── 数据记录 ──

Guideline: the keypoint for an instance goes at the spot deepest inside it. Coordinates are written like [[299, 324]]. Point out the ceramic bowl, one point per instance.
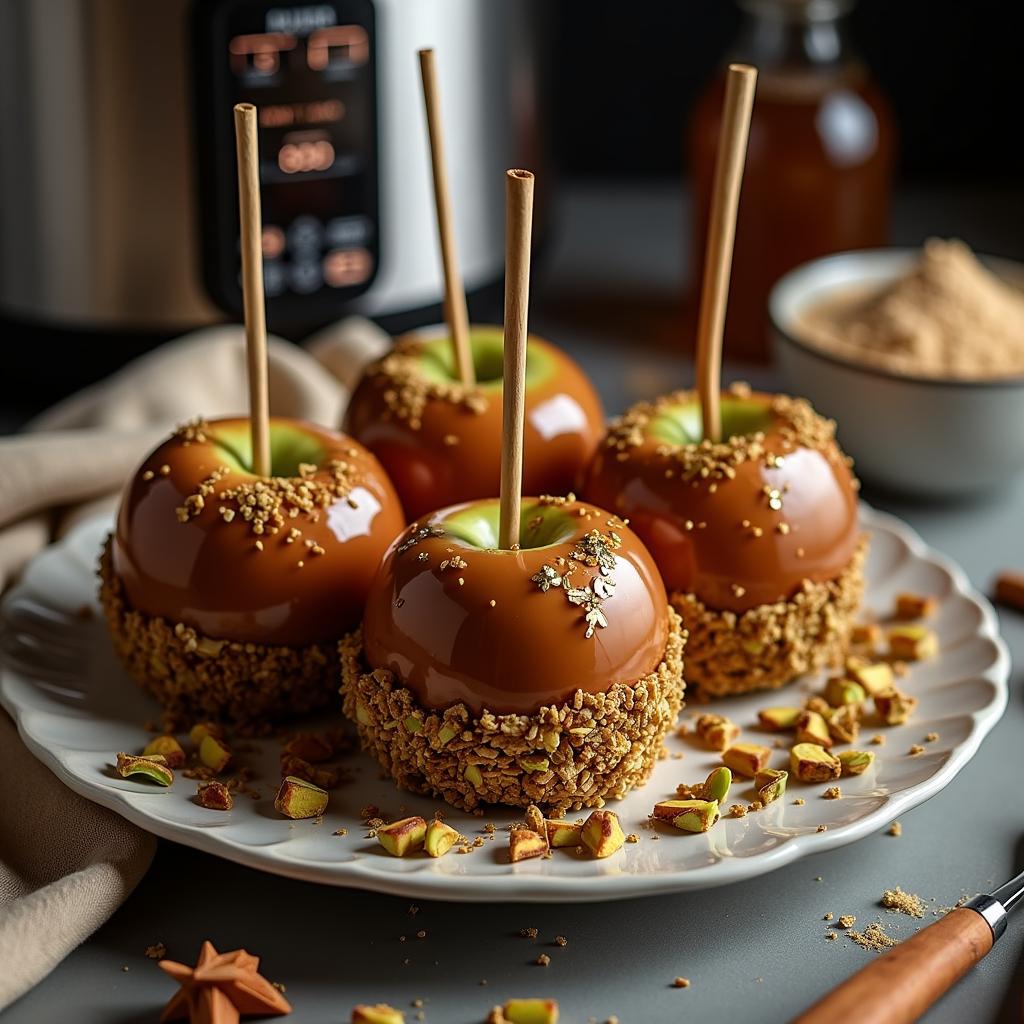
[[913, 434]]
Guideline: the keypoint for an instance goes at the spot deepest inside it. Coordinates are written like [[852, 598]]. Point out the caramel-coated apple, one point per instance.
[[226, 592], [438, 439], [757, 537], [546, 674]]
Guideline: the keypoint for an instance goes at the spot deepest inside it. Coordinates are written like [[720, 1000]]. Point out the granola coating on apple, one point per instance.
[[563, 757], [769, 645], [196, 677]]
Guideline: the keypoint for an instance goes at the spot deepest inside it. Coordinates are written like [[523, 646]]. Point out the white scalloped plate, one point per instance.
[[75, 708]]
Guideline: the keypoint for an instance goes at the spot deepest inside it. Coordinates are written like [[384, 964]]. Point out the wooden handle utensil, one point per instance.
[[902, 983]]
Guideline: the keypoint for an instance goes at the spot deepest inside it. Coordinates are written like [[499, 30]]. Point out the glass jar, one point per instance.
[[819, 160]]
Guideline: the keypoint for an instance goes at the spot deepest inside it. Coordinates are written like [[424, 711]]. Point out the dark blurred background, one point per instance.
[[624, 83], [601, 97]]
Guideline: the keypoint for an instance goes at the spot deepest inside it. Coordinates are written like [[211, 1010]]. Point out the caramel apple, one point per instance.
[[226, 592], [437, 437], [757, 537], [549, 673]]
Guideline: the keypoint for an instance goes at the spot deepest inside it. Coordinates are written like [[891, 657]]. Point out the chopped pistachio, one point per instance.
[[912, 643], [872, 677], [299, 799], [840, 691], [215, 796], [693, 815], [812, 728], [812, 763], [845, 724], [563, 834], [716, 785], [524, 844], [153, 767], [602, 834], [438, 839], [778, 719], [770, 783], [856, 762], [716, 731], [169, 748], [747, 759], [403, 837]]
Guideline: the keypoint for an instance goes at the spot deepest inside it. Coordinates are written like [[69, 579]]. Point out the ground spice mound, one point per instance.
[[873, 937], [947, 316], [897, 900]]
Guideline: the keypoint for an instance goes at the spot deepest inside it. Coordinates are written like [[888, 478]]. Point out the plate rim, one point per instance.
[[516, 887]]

───
── 数据记录 ──

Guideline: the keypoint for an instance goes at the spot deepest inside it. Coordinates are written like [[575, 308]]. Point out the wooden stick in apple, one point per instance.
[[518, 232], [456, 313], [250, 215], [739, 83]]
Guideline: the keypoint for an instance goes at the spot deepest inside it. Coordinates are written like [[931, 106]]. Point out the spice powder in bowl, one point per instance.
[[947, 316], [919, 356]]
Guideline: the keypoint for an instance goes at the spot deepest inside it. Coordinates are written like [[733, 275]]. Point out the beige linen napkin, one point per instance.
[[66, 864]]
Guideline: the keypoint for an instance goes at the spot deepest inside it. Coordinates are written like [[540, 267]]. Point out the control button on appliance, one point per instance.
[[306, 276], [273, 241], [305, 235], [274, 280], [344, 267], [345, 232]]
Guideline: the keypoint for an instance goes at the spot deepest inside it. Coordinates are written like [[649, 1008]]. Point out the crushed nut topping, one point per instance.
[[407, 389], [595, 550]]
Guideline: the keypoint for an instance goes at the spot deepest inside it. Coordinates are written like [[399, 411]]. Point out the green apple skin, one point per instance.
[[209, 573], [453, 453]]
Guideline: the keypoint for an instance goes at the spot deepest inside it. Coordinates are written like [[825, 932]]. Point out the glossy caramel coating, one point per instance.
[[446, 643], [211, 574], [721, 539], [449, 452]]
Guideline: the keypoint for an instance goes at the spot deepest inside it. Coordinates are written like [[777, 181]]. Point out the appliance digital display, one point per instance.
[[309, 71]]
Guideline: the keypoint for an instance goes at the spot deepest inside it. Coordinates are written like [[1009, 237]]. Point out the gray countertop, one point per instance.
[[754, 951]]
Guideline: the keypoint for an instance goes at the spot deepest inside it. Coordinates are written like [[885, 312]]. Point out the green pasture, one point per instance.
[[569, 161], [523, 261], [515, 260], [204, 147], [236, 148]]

───
── 数据记录 ──

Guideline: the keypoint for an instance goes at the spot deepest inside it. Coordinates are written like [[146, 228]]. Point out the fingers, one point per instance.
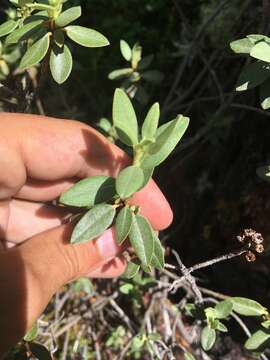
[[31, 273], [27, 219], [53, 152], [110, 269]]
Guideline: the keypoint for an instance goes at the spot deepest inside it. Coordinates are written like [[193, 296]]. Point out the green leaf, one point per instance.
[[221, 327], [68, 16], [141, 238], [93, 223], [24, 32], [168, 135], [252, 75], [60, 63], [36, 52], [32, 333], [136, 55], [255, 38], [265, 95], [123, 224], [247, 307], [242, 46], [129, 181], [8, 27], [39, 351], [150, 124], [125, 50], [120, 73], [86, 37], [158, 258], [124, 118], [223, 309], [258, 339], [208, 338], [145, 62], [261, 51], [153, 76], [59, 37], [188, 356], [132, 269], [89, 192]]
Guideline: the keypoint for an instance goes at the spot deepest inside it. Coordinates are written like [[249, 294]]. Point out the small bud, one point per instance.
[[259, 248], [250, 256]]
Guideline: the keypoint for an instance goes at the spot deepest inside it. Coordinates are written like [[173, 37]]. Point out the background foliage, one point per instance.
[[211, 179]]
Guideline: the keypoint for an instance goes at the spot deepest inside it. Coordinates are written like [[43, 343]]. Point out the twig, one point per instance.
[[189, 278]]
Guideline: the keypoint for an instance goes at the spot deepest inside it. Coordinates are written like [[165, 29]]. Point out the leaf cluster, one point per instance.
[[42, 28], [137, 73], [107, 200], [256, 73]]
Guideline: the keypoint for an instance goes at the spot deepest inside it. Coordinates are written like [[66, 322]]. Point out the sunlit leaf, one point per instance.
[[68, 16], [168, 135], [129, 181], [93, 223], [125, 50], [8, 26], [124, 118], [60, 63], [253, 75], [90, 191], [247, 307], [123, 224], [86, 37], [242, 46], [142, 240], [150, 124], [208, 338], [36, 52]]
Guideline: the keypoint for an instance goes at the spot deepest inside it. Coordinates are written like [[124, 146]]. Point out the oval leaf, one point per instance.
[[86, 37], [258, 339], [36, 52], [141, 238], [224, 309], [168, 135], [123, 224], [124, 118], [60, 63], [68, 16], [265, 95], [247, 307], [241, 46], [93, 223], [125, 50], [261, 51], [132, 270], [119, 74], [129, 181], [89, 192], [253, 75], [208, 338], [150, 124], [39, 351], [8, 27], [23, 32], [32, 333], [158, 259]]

───

▶ **待解问题**
请将从含有“sunlit leaf, one point per instance.”的那一行起，一直到含有“333], [158, 259]]”的那一行为止的全部内容重新写出，把其中的“oval leaf”换成“egg-shaped leaf”，其余部分保持不变。

▶ **最终答案**
Guideline: the keypoint for an instance goes at the spot deepest inside it. Coordinates are written like [[66, 322]]. Point out the sunlit leaf, one point per instance.
[[68, 16], [168, 135], [129, 181], [93, 223], [125, 50], [8, 26], [124, 118], [60, 63], [253, 75], [90, 191], [247, 307], [123, 224], [86, 37], [242, 46], [142, 240], [150, 124], [208, 338], [36, 52]]
Guideline: the keypoint for an instance goes at the spot deepest inside it. Coordinates are written like [[124, 146]]. Point out the egg-shaped leaf, one point per instance.
[[86, 37], [258, 339], [36, 52], [141, 238], [224, 309], [168, 135], [123, 224], [124, 118], [60, 63], [68, 16], [265, 95], [247, 307], [241, 46], [93, 223], [125, 50], [261, 51], [132, 270], [119, 74], [129, 181], [89, 192], [253, 75], [208, 338], [150, 124], [39, 351], [8, 27], [23, 32], [32, 333], [158, 259]]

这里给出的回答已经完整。